:: EXCERPT TO READ ::
• • • • •

TL: Well, I got Lenny’s number somehow…he was staying with a guy…I think his name was David Rose…and if I remember correctly, David Rose was a guitar player on the scene, an older guy, and he knew Lenny. So somehow a lesson was arranged, and I showed up at this guys house somewhere in the (San Fernando) valley, and when I get there Lenny’s not there, but a couple of minutes later I see this little gnome walk over from the Safeway or whatever for some cigarettes or something. And one of the things I remember was that I said “Hey, Lenny” and he shook my hand like this (partial taking of the palm so as to not allow squeezing) not like that (full palm grasp) – he put his thumb down so I couldn’t break his fingers or break his nails.

So I had an ES-175 and he had an Ovation guitar that was like owned by the guy who lived there, and we didn’t plug in, we sat there across from each other at the table, and he asked me as many questions as I asked him. And if I recall, at that time of my life I was quite full of “piss and vinegar” as a young man, and could play pretty good, you know; but it was humbling and cool and we had a nice rapport. Lenny didn’t teach in any particular way, it was more like hanging out with Lenny and then sharing some funds with him.

• • • • •

:: SUPPLIED ENTRIES ::
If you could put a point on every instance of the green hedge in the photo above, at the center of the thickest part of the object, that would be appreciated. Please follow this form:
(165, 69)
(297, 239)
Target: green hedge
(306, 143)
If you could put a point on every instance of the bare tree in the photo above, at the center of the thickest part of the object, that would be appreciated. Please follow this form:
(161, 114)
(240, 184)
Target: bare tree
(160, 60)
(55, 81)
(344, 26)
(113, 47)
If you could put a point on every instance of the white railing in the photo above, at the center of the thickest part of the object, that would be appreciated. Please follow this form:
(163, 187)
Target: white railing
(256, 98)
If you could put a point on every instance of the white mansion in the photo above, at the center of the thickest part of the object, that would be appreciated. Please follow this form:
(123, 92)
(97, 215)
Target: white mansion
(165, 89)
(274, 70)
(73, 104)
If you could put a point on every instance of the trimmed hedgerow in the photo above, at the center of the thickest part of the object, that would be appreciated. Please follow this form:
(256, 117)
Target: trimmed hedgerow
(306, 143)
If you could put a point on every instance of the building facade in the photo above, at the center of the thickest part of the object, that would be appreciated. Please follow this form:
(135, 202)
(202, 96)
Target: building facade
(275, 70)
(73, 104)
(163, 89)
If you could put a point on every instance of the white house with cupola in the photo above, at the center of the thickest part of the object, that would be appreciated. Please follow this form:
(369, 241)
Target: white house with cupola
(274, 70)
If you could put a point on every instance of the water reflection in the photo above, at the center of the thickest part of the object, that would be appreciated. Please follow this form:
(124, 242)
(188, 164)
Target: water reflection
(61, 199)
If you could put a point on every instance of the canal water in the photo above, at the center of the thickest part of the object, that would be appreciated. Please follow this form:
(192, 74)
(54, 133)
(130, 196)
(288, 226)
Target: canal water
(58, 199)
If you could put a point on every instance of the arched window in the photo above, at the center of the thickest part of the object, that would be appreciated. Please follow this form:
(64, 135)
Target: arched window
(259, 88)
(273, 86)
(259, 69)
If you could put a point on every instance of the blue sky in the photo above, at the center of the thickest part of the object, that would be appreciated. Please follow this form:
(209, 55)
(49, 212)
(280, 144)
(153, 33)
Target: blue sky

• • • • •

:: EXERCISES ::
1 > In the account of the guitar lesson with Lenny, what guitar did the speaker have?
2 > Transcribe the account of the guitar lesson with Lenny from "TL: Well, I" up to and including "break his nails.".
3 > Go on with the account of the guitar lesson with Lenny, picking up after its last sentence.
You won't need the records for any of this.

:: EXERCISE RESPONSES ::
1 > An ES-175.

2 >
TL: Well, I got Lenny’s number somehow…he was staying with a guy…I think his name was David Rose…and if I remember correctly, David Rose was a guitar player on the scene, an older guy, and he knew Lenny. So somehow a lesson was arranged, and I showed up at this guys house somewhere in the (San Fernando) valley, and when I get there Lenny’s not there, but a couple of minutes later I see this little gnome walk over from the Safeway or whatever for some cigarettes or something. And one of the things I remember was that I said “Hey, Lenny” and he shook my hand like this (partial taking of the palm so as to not allow squeezing) not like that (full palm grasp) – he put his thumb down so I couldn’t break his fingers or break his nails.

3 >
So I gave him some money and I think it was like a two hour lesson. And then the next time I saw him he came to GIT, and he and Joe and I went out to lunch and that was really fun. At some point he moved to LA and I went to see him – he had a round of gigs at Dontes (old San Fernando valley famous jazz club) – and one of the first gigs he did down there, John Pattituchi was on bass, when John was probably about 12 years old or whatever (laughs). And Lenny just came over to my table because he recognized me, and I said “Hey Lenny, what’s going on, I’d like to have your telephone number so I could come over and take a lesson”. So he said “yeah, yeah” and I still have that little piece of paper that he wrote his name and telephone number on.  So then he introduced me to John who was like “Hey, man, how you doing?”, very nice…

DP: Yeah, that’s John….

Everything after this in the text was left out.